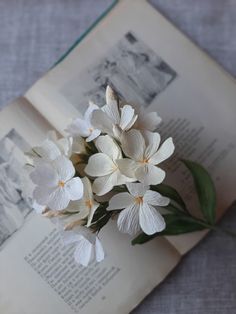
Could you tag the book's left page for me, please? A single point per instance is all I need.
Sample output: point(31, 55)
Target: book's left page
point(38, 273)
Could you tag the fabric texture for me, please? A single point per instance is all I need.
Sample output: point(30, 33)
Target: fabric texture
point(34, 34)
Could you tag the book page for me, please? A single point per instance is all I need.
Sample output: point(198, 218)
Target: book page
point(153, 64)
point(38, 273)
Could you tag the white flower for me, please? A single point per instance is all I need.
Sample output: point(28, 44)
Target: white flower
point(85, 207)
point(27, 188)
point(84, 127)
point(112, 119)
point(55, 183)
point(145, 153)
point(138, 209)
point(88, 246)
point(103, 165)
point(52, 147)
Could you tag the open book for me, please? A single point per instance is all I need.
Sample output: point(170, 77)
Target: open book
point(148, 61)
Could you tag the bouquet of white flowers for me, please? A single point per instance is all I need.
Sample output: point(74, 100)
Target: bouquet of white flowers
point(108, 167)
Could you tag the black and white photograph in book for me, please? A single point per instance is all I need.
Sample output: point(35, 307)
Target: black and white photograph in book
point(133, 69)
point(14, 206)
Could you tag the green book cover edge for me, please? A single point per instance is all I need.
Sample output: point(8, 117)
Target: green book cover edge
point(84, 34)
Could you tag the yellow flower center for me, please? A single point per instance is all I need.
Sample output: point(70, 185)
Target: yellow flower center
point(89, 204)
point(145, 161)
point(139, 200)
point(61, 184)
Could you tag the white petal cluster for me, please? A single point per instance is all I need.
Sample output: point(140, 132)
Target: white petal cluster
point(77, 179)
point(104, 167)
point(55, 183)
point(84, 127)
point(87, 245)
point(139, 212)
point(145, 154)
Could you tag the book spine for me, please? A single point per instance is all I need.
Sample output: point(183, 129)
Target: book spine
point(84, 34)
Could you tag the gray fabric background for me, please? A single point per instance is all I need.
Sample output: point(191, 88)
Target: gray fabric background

+ + + +

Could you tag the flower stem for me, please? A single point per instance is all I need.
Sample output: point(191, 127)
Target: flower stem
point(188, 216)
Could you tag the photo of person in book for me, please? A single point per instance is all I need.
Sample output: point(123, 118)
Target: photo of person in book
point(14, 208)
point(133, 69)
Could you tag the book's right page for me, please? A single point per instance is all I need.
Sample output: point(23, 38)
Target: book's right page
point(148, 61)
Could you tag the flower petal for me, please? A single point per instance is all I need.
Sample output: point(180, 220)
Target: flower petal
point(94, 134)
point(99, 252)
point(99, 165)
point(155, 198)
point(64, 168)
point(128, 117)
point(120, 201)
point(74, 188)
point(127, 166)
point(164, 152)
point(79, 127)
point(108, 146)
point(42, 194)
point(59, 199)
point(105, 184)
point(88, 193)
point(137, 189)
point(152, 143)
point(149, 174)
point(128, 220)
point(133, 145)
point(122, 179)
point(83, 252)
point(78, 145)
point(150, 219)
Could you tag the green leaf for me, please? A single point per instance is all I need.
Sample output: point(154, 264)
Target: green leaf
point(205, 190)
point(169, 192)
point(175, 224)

+ + + +

> _What needs to be done_
From the listing above, repeat exactly the lines starting at the line that includes "Could you tag the book's left" and ending at the line that includes "Sample output: point(30, 33)", with nothing outside that span.

> _Output of the task_
Could you tag the book's left page for me, please? A single point per instance is all I need.
Sample output: point(31, 55)
Target: book's left page
point(38, 273)
Could you tag the fabric texture for me, please? A single point per instance is all I need.
Sample output: point(30, 33)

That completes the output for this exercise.